----- TEXT PASSAGE -----

At the end of rehabilitation therapy, the patient developed mucosal ulceration due to a cuffed tracheostomy tube and was then submitted to positioning a standard tracheostomy tube (not cuffed). OPES performed 1-week later showed again massive tracheobronchial aspiration [Figure 2b].
The impossibility of providing the patient with an adequate diet, associated with the high risk of aspiration, has brought to the choice of a total laryngectomy for functional purposes.
A new OPES performed subsequently did not detect any tracheobronchial aspiration [Figure 3].
Figure 3.

----- DATA RECORDS -----

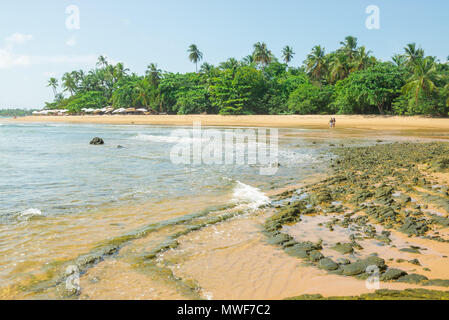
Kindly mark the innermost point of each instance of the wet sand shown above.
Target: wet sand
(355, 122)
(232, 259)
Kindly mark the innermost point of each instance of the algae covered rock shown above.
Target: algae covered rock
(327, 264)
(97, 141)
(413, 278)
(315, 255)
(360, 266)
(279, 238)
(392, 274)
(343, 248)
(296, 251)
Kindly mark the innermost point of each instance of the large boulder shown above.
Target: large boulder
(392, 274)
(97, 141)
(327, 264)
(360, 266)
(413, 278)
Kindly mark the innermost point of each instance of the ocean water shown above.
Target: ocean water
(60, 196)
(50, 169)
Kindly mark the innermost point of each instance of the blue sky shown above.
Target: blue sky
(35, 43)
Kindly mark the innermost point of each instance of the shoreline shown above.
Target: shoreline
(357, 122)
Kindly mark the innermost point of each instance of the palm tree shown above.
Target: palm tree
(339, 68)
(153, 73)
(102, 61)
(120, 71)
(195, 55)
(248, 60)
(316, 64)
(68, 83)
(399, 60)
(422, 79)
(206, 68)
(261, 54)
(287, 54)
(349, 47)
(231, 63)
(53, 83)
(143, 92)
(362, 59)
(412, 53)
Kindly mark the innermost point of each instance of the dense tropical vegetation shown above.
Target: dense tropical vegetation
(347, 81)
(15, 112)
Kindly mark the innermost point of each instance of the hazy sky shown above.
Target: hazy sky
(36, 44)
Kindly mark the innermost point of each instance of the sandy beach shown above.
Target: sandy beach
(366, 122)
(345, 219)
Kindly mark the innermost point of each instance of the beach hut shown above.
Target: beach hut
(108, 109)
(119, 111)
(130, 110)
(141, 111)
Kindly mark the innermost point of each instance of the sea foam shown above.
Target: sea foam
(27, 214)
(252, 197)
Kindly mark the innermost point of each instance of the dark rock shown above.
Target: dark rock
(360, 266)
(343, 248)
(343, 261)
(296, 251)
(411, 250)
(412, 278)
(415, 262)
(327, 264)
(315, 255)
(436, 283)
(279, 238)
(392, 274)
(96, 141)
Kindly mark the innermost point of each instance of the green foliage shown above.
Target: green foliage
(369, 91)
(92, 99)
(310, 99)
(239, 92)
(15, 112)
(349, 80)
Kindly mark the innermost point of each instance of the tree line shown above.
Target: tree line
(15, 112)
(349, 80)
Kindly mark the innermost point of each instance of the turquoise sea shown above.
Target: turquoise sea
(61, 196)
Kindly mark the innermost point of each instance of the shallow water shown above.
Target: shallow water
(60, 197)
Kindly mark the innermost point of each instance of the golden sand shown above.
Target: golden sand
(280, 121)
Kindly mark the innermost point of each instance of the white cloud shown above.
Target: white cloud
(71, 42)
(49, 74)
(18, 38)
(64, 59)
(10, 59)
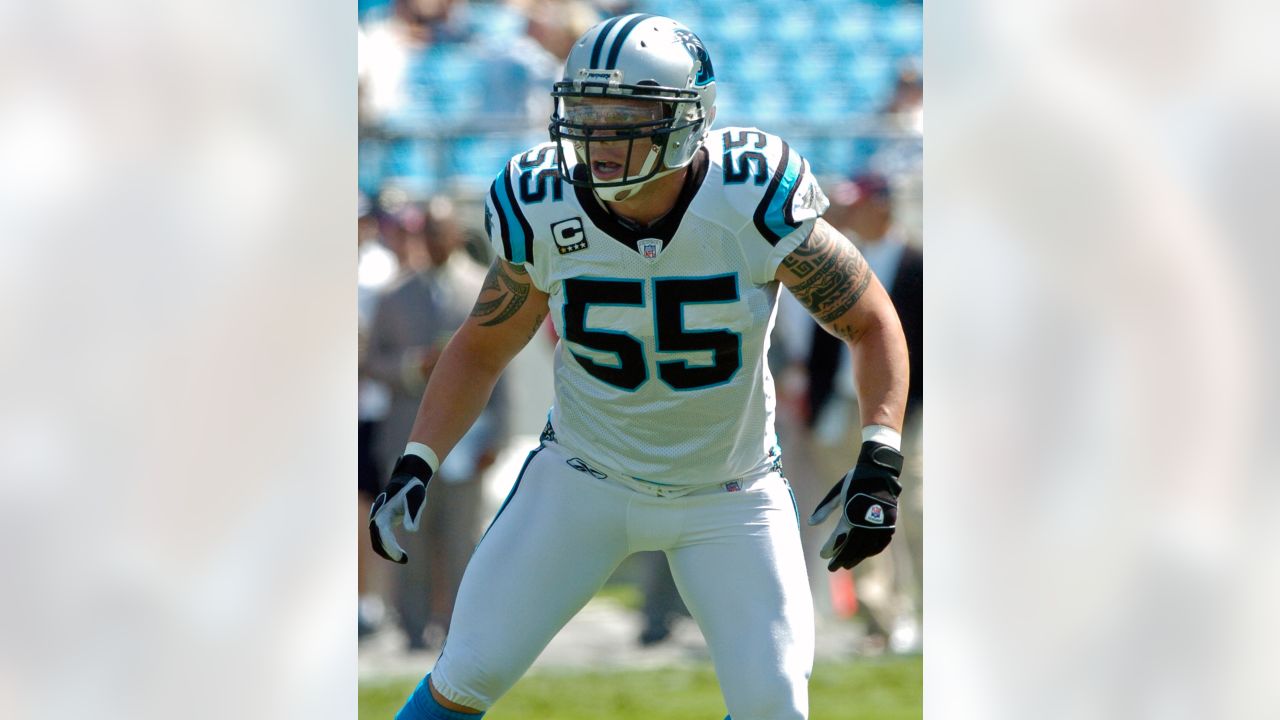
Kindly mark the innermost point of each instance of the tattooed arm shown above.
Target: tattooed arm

-----

→ WORK ITEM A
Rewrite the stretch of the case passage above from "The impossibility of" through "aspiration [Figure 3].", changing "total laryngectomy" to "complete laryngectomy".
→ WORK ITEM B
According to the case passage, what did the patient develop at the end of rehabilitation therapy?

→ EXERCISE RESPONSE A
The impossibility of providing the patient with an adequate diet, associated with the high risk of aspiration, has brought to the choice of a complete laryngectomy for functional purposes.
A new OPES performed subsequently did not detect any tracheobronchial aspiration [Figure 3].

→ EXERCISE RESPONSE B
Mucosal ulceration due to a cuffed tracheostomy tube.